## Data provided
◆ ◆ ◆ ◆
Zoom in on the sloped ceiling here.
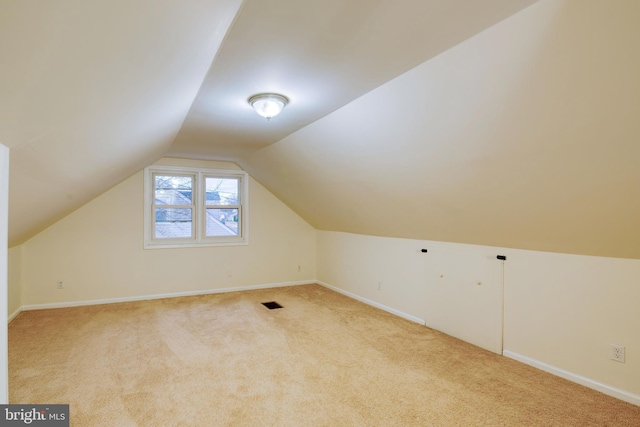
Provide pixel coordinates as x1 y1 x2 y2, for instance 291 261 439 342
5 0 640 258
0 0 241 245
243 0 640 258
◆ ◆ ◆ ◆
Can you reproduce every entry above word for word, leaving out the pictures?

Zoom in on the sloped ceiling here.
Provide pixel coordinates as x1 y1 x2 y2, for instance 291 261 439 342
5 0 640 258
0 0 241 245
243 0 640 258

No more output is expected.